__Your assignment__
Which lines in the records below hold the word "item"? Copy each of them.
━━━━━ Exercise input
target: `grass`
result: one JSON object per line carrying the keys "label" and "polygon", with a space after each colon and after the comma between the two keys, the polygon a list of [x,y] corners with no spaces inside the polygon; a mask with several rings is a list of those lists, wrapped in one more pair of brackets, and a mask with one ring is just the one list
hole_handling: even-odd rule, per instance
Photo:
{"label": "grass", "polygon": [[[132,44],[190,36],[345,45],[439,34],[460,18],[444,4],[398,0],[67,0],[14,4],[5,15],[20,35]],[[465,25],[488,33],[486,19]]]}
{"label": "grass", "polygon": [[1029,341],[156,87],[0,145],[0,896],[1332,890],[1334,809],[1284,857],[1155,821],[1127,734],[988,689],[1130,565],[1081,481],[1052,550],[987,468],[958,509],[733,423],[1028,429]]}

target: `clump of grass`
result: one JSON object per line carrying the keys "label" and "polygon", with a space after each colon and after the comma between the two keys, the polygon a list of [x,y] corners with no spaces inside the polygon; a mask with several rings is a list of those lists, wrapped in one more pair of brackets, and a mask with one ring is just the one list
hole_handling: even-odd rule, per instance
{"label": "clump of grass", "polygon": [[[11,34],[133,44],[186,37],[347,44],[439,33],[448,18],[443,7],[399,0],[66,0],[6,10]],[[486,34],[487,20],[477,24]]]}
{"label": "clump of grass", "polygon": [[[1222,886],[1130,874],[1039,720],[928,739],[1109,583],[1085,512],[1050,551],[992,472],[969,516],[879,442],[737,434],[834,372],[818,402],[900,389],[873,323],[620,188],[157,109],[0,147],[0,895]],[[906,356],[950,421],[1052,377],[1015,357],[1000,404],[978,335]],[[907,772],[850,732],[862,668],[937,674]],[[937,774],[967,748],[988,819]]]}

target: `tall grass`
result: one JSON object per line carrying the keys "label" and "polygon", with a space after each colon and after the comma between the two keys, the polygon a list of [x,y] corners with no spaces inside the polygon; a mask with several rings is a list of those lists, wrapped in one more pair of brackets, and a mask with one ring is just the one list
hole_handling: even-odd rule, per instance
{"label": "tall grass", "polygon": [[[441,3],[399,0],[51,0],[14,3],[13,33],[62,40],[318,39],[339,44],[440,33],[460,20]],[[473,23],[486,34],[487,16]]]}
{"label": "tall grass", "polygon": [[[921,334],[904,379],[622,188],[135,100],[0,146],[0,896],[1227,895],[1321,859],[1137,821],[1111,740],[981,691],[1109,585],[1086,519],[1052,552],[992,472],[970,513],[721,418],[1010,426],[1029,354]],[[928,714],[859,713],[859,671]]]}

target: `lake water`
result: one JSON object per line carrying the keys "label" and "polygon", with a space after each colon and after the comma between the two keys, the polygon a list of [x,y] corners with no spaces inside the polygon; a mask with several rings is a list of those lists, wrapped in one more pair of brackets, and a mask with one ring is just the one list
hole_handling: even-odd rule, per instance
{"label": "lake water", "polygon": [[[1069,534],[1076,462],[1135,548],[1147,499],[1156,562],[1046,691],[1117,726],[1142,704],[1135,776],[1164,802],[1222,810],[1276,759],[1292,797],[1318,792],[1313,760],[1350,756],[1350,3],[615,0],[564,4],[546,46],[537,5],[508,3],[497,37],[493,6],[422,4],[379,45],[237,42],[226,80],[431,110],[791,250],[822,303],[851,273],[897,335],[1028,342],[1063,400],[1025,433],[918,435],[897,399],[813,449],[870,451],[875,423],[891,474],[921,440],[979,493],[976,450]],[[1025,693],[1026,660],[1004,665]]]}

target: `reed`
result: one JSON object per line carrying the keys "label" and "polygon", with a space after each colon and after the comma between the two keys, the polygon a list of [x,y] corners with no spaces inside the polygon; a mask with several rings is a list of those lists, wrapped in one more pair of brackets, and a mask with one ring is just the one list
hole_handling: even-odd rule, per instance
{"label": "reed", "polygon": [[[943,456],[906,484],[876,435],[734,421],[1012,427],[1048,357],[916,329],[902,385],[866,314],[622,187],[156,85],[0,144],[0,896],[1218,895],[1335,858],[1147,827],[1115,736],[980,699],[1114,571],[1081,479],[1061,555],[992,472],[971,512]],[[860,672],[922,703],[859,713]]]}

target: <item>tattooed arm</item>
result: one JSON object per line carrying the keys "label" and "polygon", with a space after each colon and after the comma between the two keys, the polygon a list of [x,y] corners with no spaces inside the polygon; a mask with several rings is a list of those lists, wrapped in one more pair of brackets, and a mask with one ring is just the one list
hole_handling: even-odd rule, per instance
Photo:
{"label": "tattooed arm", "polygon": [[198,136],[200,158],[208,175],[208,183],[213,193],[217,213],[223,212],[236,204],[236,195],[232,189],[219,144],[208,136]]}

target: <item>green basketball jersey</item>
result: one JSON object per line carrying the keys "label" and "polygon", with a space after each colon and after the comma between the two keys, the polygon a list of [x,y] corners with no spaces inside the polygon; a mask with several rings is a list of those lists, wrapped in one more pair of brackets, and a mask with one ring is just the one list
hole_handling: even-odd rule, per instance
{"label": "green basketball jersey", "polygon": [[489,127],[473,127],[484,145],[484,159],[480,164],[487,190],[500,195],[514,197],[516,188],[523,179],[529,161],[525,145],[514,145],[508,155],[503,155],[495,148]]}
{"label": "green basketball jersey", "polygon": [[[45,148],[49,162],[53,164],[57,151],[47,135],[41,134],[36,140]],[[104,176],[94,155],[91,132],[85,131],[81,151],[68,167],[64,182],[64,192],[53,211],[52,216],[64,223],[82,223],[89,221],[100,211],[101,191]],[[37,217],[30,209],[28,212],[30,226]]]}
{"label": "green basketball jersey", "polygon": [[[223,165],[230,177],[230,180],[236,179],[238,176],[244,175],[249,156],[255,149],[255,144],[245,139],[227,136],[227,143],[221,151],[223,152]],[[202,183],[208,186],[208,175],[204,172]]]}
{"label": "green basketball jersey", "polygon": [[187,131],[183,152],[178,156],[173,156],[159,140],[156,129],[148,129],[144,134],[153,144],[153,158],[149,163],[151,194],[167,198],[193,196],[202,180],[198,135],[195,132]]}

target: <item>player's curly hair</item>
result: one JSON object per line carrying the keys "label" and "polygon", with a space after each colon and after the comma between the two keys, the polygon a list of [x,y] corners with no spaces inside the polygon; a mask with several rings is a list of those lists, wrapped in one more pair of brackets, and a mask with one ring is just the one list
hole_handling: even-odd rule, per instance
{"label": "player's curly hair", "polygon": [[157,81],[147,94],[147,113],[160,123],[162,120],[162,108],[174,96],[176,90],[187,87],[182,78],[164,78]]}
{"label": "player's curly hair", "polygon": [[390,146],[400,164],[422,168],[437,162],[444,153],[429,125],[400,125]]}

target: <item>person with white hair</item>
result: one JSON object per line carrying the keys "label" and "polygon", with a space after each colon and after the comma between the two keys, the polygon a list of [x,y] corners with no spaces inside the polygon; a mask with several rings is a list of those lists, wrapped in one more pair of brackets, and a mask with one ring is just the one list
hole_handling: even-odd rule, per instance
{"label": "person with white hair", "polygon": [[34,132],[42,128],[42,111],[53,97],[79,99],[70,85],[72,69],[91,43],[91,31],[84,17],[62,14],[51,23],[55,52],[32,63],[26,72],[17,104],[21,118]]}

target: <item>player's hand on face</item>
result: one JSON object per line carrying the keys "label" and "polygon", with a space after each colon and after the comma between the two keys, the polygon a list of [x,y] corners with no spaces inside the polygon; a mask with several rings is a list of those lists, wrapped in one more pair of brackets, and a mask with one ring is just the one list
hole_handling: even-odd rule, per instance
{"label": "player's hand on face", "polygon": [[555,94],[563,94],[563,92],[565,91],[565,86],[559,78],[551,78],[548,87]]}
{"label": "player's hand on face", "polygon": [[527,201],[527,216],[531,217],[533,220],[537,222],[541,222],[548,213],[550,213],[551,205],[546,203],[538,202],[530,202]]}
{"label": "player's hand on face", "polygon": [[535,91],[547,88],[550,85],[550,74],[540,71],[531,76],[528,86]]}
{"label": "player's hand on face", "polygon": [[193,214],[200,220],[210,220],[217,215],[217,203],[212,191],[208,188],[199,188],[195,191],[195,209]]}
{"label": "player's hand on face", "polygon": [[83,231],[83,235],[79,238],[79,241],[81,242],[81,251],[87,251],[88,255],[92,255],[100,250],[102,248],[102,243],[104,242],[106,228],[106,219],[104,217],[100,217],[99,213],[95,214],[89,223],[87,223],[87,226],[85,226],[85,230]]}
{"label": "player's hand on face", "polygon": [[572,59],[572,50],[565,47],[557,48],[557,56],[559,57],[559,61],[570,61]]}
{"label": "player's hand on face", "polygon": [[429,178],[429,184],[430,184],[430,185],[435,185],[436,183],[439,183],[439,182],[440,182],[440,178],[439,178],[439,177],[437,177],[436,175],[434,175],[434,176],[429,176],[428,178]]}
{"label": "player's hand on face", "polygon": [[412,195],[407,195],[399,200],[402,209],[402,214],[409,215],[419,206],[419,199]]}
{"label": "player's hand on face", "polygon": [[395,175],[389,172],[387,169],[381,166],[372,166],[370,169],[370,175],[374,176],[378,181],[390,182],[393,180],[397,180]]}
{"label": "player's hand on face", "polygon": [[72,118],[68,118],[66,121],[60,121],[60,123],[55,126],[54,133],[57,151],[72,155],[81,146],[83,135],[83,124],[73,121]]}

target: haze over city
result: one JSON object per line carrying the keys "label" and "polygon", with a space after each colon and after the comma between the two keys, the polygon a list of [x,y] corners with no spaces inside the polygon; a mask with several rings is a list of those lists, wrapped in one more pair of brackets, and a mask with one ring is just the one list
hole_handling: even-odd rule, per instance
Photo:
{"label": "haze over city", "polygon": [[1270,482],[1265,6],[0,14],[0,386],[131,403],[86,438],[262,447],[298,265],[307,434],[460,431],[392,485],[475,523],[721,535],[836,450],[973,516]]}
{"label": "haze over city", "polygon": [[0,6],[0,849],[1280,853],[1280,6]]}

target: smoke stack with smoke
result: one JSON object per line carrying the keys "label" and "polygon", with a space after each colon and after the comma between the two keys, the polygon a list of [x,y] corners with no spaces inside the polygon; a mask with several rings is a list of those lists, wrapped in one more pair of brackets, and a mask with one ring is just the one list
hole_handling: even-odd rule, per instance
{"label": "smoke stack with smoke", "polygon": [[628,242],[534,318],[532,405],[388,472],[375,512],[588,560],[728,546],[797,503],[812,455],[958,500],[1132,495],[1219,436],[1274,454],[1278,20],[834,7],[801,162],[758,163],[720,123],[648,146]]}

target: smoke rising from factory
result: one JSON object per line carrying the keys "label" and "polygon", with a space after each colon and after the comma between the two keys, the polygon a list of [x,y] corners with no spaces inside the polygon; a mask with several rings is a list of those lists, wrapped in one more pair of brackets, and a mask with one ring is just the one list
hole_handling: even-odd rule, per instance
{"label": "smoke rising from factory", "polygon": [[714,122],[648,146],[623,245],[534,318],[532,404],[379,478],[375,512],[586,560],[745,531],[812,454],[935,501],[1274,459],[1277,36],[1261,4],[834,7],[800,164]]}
━━━━━━━━━━
__Answer box__
target: <item>tattooed arm</item>
target: <item>green basketball jersey</item>
target: <item>player's curly hair</item>
target: <item>person with white hair</item>
target: <item>player's hand on face</item>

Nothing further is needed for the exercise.